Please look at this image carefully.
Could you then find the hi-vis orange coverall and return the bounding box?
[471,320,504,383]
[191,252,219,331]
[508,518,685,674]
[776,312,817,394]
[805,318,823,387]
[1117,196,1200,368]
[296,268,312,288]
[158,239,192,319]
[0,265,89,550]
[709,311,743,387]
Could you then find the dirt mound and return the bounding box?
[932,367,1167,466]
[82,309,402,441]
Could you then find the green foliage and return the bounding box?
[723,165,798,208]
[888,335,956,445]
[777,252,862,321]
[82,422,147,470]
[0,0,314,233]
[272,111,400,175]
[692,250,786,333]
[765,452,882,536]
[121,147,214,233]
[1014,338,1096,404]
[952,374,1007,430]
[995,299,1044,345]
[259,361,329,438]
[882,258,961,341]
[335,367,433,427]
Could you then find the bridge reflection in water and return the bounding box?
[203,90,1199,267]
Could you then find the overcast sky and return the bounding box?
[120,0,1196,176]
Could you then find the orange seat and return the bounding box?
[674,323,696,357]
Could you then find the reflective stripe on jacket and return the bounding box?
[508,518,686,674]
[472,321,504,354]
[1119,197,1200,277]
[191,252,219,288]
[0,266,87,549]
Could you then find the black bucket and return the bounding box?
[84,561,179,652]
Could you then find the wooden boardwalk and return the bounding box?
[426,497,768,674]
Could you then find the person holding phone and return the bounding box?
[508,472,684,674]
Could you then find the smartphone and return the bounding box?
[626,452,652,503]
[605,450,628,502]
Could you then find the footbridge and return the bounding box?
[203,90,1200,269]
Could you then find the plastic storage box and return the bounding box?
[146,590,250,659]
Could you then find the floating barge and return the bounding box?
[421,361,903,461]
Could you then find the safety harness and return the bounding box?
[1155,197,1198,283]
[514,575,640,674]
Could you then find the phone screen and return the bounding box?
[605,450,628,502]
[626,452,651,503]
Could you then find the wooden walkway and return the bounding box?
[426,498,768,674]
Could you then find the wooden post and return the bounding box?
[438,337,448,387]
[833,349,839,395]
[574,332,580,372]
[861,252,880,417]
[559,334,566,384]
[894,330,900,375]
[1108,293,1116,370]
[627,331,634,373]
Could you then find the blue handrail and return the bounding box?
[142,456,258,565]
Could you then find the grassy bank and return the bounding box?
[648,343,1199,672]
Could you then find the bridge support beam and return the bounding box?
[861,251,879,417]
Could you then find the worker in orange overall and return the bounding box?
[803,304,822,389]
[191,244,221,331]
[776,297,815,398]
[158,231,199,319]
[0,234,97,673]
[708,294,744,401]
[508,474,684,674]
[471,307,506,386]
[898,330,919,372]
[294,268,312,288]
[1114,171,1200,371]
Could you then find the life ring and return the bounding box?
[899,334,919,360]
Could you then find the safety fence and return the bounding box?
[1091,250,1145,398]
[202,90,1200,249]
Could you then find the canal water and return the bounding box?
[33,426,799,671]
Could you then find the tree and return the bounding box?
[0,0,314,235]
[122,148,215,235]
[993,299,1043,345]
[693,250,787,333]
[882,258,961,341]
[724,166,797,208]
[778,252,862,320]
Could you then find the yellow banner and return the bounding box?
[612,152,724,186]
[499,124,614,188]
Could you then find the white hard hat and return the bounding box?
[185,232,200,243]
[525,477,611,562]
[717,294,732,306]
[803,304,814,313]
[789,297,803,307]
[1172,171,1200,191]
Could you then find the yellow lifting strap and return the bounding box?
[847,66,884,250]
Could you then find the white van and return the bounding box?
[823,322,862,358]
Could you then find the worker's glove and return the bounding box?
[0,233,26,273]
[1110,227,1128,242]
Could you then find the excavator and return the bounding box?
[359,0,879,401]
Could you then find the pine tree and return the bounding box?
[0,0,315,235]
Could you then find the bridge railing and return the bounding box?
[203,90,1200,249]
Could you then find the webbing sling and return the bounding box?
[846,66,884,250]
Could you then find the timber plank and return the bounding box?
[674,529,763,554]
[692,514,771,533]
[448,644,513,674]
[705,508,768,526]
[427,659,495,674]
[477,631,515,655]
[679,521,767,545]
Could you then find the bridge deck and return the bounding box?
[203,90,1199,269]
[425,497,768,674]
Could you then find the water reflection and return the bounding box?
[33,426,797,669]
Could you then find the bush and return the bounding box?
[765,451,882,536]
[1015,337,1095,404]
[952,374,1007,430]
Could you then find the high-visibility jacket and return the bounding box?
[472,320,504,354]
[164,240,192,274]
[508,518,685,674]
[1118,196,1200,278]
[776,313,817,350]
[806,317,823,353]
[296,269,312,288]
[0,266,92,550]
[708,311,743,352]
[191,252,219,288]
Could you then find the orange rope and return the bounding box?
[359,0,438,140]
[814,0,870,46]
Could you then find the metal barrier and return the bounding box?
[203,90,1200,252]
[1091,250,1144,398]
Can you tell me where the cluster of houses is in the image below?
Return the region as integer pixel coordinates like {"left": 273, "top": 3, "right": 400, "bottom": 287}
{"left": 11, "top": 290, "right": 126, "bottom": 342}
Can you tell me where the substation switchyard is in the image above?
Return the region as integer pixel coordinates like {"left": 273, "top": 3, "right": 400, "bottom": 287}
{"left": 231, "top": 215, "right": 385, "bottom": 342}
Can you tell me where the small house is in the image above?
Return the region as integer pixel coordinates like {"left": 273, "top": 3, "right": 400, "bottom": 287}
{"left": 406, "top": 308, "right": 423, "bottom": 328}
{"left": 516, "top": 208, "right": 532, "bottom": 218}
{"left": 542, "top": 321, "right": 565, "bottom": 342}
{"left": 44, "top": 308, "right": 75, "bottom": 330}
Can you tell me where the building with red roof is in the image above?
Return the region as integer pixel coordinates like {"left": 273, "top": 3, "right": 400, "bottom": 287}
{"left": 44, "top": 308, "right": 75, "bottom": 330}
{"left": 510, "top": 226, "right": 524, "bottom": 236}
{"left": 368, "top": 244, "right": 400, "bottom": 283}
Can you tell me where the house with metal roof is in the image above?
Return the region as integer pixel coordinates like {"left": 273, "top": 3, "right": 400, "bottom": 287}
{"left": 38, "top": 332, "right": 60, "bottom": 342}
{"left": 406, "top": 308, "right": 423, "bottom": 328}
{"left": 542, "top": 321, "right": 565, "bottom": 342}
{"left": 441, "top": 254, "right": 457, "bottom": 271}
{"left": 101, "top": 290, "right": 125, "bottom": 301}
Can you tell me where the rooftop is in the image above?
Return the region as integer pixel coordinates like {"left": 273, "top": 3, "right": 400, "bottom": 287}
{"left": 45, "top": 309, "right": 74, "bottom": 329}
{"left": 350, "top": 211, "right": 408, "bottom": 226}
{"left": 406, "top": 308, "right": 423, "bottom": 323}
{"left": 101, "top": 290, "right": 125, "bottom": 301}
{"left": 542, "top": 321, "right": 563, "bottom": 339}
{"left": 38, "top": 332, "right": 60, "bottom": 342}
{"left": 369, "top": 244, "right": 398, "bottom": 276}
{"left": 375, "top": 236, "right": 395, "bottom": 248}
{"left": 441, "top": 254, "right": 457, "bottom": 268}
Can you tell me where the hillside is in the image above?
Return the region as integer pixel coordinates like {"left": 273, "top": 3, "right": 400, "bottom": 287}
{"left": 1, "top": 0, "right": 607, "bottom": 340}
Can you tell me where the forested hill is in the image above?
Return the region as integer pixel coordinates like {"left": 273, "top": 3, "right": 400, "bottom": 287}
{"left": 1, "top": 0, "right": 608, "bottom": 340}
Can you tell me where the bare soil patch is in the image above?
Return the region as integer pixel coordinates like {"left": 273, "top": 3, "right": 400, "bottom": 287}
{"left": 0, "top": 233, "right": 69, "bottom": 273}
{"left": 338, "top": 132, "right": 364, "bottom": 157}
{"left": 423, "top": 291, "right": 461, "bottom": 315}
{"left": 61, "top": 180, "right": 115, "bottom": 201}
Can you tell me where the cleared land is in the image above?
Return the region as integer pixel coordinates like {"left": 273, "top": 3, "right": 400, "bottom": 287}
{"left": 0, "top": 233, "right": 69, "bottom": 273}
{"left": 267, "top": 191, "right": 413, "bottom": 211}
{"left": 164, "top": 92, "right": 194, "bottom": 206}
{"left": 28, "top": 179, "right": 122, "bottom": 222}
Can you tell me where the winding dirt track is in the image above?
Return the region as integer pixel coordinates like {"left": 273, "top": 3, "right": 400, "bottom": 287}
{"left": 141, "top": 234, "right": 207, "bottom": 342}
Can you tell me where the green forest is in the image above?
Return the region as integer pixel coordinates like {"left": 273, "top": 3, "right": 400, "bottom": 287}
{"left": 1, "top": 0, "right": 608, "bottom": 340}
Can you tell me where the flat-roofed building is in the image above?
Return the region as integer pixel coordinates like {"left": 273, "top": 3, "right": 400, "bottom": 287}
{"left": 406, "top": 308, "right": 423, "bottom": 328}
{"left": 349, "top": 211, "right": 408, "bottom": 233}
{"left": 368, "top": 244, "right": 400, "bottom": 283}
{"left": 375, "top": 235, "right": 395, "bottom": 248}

........

YOUR INSTRUCTIONS: Write down exactly the span of lines above from the one containing "Could you then find the metal" to the one containing "Can you tell me where the small", both ends included.

RESULT FOR THIS EXERCISE:
Could you then find the metal barrier and return the bounding box?
[203,90,1200,252]
[1091,250,1144,398]
Can you tell me where the cluster of houses is in the image below?
Return the region as integer pixel coordinates like {"left": 273, "top": 3, "right": 400, "bottom": 287}
{"left": 11, "top": 290, "right": 126, "bottom": 342}
Can you tell me where the substation switchyard is in the image above?
Return the region as integer pixel coordinates like {"left": 273, "top": 3, "right": 400, "bottom": 287}
{"left": 231, "top": 215, "right": 385, "bottom": 342}
Can you tell me where the small house is in the image above?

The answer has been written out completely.